• Stated goal
Gather every line below that contains the word "balcony" and copy each one in full.
* BEGIN Rows *
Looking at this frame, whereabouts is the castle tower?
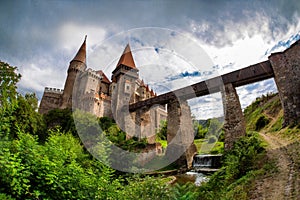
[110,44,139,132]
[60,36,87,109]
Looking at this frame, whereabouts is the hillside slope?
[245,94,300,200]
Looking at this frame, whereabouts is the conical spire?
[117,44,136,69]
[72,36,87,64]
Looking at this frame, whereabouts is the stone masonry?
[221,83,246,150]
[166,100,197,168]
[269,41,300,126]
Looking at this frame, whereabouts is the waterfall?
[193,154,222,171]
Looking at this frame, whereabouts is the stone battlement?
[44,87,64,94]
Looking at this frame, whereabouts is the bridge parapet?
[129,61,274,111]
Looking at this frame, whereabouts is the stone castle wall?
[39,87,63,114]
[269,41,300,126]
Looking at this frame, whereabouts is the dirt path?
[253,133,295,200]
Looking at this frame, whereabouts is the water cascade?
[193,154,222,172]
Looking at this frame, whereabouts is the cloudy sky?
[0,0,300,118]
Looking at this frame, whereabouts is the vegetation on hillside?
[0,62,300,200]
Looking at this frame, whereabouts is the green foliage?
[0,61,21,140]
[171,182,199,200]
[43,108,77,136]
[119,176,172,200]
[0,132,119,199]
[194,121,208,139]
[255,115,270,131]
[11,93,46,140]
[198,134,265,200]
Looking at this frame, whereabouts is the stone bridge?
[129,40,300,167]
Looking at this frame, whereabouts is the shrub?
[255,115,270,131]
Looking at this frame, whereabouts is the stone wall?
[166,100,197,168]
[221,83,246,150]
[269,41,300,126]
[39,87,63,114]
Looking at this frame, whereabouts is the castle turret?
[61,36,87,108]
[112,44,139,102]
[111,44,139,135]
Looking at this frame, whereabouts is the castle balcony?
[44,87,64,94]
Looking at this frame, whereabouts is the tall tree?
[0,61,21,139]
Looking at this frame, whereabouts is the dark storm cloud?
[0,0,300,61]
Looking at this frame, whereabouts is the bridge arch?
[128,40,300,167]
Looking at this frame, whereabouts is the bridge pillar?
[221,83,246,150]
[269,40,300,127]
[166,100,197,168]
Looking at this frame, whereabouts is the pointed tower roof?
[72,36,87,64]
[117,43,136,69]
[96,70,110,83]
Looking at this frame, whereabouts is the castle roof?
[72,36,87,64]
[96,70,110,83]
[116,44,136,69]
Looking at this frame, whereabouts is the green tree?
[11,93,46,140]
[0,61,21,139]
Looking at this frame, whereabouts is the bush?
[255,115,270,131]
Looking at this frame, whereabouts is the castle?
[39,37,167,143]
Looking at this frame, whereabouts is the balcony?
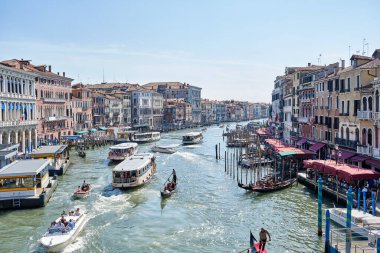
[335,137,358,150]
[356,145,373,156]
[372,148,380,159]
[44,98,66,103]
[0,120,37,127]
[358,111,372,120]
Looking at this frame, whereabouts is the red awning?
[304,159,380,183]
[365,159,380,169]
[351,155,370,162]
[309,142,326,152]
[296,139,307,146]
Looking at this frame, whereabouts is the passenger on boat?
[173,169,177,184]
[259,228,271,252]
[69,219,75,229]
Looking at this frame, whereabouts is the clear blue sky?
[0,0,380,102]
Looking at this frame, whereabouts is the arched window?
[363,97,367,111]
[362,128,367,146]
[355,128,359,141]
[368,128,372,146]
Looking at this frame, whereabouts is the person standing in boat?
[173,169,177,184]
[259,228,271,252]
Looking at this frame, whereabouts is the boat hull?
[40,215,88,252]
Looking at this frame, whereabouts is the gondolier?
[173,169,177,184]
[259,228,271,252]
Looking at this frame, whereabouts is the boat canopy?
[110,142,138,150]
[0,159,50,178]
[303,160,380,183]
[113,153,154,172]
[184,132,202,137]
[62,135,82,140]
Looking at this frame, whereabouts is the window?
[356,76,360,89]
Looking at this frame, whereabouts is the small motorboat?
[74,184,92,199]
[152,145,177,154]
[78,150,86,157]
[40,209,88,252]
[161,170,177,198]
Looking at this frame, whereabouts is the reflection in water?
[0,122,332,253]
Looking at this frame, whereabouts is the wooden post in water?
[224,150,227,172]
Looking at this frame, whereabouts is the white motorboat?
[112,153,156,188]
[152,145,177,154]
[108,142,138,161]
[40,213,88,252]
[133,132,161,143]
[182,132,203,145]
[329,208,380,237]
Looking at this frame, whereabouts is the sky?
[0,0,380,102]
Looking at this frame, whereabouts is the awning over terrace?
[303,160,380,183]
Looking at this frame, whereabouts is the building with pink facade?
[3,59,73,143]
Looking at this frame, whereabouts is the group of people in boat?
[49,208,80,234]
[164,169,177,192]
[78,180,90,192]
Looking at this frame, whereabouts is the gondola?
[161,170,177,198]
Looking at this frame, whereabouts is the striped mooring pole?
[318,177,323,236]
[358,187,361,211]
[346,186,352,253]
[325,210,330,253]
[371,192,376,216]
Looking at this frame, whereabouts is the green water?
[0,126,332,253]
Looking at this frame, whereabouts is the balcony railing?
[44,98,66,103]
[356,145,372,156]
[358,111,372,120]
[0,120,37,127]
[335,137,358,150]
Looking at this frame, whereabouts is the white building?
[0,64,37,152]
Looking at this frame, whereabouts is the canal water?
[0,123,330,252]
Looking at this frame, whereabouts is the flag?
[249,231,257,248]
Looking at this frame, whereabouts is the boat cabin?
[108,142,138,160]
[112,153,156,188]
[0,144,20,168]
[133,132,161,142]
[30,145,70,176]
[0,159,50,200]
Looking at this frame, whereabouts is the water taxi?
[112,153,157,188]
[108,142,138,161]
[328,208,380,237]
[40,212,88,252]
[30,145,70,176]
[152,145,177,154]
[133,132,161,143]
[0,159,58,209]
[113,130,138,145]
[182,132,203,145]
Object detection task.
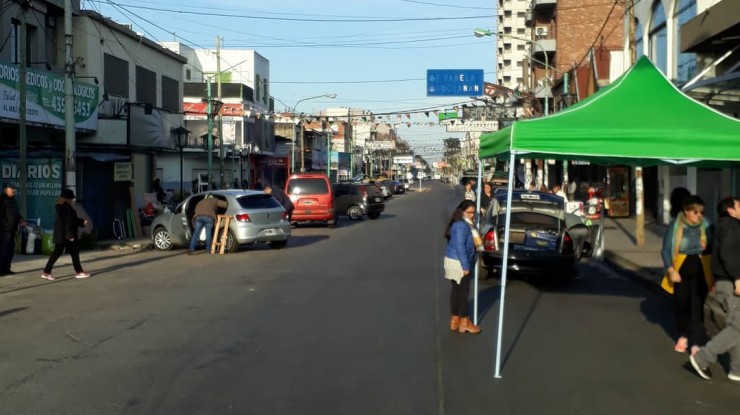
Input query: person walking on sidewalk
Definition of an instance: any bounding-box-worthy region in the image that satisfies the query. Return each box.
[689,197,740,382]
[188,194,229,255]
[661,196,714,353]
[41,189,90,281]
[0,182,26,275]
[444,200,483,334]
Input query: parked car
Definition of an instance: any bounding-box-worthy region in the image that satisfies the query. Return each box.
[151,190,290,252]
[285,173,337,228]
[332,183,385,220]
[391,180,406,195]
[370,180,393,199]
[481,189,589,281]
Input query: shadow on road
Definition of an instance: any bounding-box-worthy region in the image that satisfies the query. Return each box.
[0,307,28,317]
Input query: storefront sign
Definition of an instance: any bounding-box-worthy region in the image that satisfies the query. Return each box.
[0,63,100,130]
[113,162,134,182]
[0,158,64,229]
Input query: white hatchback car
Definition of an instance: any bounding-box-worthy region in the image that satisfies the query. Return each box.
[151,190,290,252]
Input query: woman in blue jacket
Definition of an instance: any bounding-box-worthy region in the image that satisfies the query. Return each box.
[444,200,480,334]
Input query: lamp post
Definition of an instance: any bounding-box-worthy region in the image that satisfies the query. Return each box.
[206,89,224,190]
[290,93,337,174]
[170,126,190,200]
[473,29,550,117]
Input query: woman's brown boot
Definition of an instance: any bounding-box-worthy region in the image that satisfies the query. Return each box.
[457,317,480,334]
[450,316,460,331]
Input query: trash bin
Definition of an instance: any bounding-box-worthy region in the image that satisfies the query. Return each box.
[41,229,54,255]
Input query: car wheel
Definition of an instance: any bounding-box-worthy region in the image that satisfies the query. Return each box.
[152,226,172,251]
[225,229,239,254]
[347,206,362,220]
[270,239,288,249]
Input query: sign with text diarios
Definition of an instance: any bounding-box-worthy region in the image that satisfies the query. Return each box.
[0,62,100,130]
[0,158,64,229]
* END Rows *
* BEGIN Rows *
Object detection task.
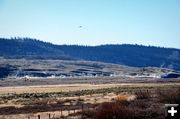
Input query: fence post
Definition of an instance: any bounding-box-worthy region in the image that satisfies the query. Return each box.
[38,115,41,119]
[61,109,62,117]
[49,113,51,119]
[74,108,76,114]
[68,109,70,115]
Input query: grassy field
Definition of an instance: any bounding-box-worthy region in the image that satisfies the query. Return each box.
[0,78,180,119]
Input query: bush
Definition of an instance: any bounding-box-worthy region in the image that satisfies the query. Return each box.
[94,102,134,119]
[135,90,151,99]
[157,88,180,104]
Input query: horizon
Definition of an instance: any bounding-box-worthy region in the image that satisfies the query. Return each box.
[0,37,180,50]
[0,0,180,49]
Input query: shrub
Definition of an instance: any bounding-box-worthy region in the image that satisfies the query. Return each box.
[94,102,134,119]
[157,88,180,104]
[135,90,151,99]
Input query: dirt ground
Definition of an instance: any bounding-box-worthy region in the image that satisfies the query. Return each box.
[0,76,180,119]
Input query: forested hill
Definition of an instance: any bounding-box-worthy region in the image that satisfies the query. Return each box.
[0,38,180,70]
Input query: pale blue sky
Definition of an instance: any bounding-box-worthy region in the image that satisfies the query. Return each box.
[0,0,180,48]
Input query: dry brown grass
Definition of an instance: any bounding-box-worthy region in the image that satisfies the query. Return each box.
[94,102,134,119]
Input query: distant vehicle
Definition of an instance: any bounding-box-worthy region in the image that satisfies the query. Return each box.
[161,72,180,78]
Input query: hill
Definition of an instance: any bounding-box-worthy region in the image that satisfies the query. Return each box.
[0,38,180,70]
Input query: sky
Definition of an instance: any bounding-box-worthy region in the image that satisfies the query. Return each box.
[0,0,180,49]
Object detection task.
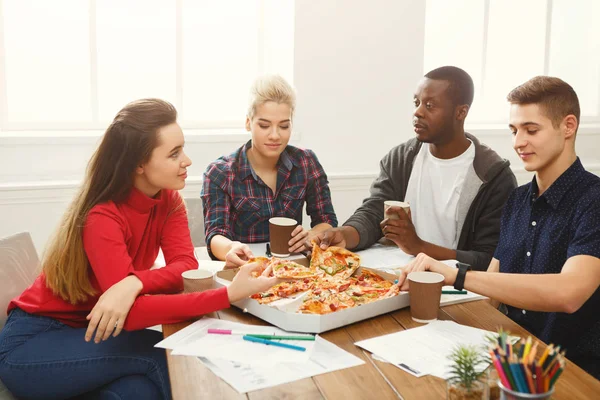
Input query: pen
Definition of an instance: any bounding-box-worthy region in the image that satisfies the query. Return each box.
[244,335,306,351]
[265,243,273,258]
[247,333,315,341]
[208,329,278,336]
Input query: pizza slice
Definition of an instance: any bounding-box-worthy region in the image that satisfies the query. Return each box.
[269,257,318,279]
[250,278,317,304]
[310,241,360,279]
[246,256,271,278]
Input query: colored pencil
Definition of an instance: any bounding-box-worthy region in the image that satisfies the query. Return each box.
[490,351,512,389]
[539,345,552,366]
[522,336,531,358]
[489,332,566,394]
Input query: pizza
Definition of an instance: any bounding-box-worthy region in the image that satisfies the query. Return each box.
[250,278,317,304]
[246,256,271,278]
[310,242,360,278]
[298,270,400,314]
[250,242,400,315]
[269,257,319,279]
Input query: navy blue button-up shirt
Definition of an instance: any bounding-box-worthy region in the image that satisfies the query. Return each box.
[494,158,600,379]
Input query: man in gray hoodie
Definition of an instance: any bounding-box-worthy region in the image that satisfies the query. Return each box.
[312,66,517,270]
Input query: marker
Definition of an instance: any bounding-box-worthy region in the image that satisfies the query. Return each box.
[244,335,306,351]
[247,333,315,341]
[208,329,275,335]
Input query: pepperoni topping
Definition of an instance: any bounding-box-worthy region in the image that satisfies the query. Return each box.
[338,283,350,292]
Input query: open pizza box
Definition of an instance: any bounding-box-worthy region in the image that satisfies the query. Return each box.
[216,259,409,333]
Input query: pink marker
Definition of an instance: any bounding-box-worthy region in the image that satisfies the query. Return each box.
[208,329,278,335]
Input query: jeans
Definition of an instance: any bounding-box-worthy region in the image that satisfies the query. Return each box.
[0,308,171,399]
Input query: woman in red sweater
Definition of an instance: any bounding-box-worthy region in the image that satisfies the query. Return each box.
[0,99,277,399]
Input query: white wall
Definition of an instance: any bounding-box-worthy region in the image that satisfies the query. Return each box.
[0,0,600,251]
* END Rows *
• Written answer
Looking at this frame, whereabouts is the castle balcony?
Looking at this frame, whereabouts is the balcony?
Looking at this frame, whereabouts is the balcony railing?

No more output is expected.